» Description of the task: Retype only what runs from the line that contains "Where can you spot the yellow" through the last line of the listing below, both lines included.

[Start of Excerpted records]

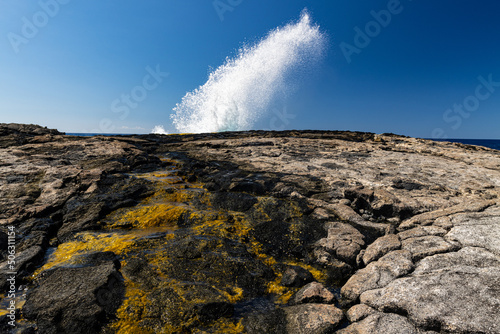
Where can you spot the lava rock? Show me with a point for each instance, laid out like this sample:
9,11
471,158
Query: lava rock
296,276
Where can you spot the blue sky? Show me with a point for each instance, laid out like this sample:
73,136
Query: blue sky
433,70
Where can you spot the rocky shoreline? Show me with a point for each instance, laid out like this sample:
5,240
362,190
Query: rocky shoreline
247,232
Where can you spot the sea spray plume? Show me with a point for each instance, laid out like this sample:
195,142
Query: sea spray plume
159,130
240,91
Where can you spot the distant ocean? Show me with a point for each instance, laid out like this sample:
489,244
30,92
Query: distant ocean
491,143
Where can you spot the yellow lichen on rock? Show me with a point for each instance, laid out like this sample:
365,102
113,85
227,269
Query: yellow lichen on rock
153,216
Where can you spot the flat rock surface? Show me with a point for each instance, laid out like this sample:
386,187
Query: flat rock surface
203,227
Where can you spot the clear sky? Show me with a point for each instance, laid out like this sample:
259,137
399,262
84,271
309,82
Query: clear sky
421,68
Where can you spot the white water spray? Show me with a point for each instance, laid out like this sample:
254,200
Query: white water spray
240,91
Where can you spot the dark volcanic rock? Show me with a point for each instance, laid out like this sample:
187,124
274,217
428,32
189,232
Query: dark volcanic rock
313,293
75,300
406,228
296,276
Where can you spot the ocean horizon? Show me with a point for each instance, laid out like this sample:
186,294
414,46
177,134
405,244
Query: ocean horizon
490,143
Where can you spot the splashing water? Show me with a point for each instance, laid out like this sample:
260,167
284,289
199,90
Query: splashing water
240,91
159,130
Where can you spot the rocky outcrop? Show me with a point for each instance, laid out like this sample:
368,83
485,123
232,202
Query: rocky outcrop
76,300
252,232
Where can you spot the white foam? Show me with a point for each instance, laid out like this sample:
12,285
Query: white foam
159,130
240,91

[End of Excerpted records]

» Final result:
Where can you spot the yellow lichen on rock? Show me with a point for each instance, laid out like this sample:
365,102
113,85
227,269
Query: yellow lichen on rock
153,216
Where can you spot the flat rock surface? Show me with a point for each instance, laid out like this sample:
386,187
Query: flat rock surface
203,227
Where can you spot the clear sky? Show me with a point for each instance, laid out like this sample:
259,137
399,262
84,271
309,82
Query: clear sky
421,68
Where can you spot the white water spray? Show me with a point for each instance, laid out like this sample:
254,200
Query: white water spray
240,91
Where can you spot the dark volcanic rock? Show me with a point for each instance, laid out like this sample:
187,124
274,217
428,32
189,232
Query: dark volcanic rock
313,293
75,300
406,228
296,276
Where can you spot the ocean horizon? Show me with a point for each instance, laid out like this sample:
186,294
414,46
177,134
405,244
Query: ocean horizon
490,143
Where can you spot the splashing water? Show me with a point for each instance, laid out like this sample:
260,167
284,289
199,90
Query: splashing water
240,91
159,130
Where can you spot the rocky outcrop? Show me with a point for each instance, laid out like this sample:
368,83
485,123
232,202
Query: rocky outcrop
76,300
252,232
Where can you spot the white foam? Show me with a point for each instance, laid out like this sample:
12,285
Query: white foam
159,130
240,91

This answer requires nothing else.